_Extract provided_.
━━━━━━━━━━━━━━━━
Whistleblowing academic Andrew Colman has finally been awarded a professorship by Leicester University following THES reports on his long-running and acrimonious dispute with the university over its procedures for promoting academic staff.
The new Leicester vice-chancellor has also reformed the promotions system.
The THES revealed in February 1999 that Dr Colman had petitioned the Queen, the university's visitor, with a complaint about the promotions' system. Dr Colman, then a reader in psychology, had been at the top of the reader/senior lecturer scale since 1989. He had been applying for promotion since 1992, when he was told he had a strong case, but had been passed over when staff with lower university rankings succeeded.
Dr Colman had asked the visitor to consider "whether our procedures are fair, and whether, even as they are, they are being adhered to". He was concerned about a vetting procedure that ran contrary to the Nolan principles of tandards in public life, under which the vice-chancellor personally, but informally, interviewed candidates before their applications could go forward.
━━━━━━━━━━━━━━━━
_Excerpted records_.
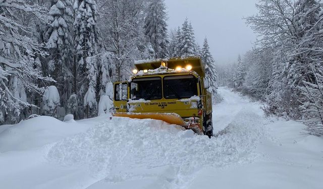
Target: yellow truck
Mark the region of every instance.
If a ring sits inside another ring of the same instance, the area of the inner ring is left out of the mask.
[[[114,84],[115,116],[159,119],[213,135],[211,94],[199,56],[137,61]]]

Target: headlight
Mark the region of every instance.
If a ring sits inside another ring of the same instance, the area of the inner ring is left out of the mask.
[[[186,70],[192,70],[192,66],[191,65],[187,65],[186,66],[186,67],[185,67],[185,69]]]

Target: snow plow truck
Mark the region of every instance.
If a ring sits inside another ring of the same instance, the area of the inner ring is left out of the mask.
[[[114,116],[151,118],[213,135],[211,94],[198,56],[135,62],[128,81],[114,83]]]

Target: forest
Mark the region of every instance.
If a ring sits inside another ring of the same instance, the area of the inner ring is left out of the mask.
[[[166,9],[163,0],[0,0],[0,123],[96,116],[136,60],[200,56],[215,91],[207,40],[201,48],[188,19],[168,30]]]
[[[258,36],[253,48],[223,65],[206,38],[195,41],[189,18],[168,28],[163,0],[0,0],[0,123],[34,114],[96,116],[100,98],[112,100],[112,83],[127,80],[135,60],[197,55],[214,97],[227,86],[261,101],[267,115],[323,135],[323,3],[256,6],[244,18]]]

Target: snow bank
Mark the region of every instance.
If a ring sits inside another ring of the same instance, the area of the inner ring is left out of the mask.
[[[219,92],[210,139],[160,120],[107,116],[1,125],[1,187],[321,188],[323,139],[300,134],[305,126],[295,121],[266,120],[259,104]]]
[[[0,133],[0,152],[39,147],[84,132],[88,126],[39,116],[20,121]]]

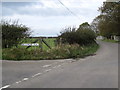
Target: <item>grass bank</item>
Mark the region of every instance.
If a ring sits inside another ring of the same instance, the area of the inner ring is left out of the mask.
[[[79,46],[74,45],[60,45],[49,50],[40,51],[27,50],[23,48],[12,48],[2,50],[3,60],[45,60],[45,59],[67,59],[67,58],[81,58],[94,54],[99,45],[96,43]]]
[[[111,39],[103,39],[102,41],[111,42],[111,43],[119,43],[120,42],[120,41],[111,40]]]

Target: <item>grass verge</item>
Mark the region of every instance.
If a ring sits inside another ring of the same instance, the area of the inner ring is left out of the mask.
[[[40,51],[36,50],[26,50],[23,48],[12,48],[2,50],[3,60],[45,60],[45,59],[67,59],[67,58],[81,58],[89,55],[93,55],[99,45],[96,43],[79,46],[74,45],[61,45],[54,47],[50,50]]]

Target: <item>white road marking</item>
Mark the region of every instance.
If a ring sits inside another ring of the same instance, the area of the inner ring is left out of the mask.
[[[36,77],[36,76],[41,75],[41,74],[42,73],[37,73],[37,74],[33,75],[32,77]]]
[[[43,67],[45,68],[45,67],[50,67],[51,65],[44,65]]]
[[[10,87],[10,85],[3,86],[3,87],[0,88],[0,90],[2,90],[4,88],[8,88],[8,87]]]
[[[61,65],[58,65],[57,67],[60,67]]]
[[[28,80],[28,78],[24,78],[22,81],[26,81],[26,80]]]
[[[48,69],[48,70],[45,70],[45,72],[49,72],[49,71],[51,71],[52,69]]]
[[[16,84],[21,83],[21,81],[16,82]]]
[[[56,66],[54,66],[53,68],[56,68]]]

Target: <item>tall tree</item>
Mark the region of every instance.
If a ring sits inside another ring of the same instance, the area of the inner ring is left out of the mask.
[[[110,38],[112,35],[120,35],[120,1],[104,2],[99,8],[101,14],[94,20],[102,36]],[[95,22],[94,21],[94,22]]]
━━━━━━━━━━━━━━━━
_Problems to work on_.
a) List every year mentioned in the article about Andrew Colman's promotion dispute.
b) According to the article about Andrew Colman's promotion dispute, who is Leicester University's visitor?
c) Rewrite the paragraph of the article about Andrew Colman's promotion dispute that begins "The THES revealed in February 1999" as a short list of its main facts.

_Results_.
a) 1999, 1989, 1992

b) The Queen.

c)
- In February 1999 the THES revealed that Dr Colman had petitioned the Queen, the university's visitor, about the promotions system.
- He was then a reader in psychology and had been at the top of the reader/senior lecturer scale since 1989.
- He had applied for promotion since 1992, when he was told he had a strong case.
- He was passed over while staff with lower university rankings were promoted.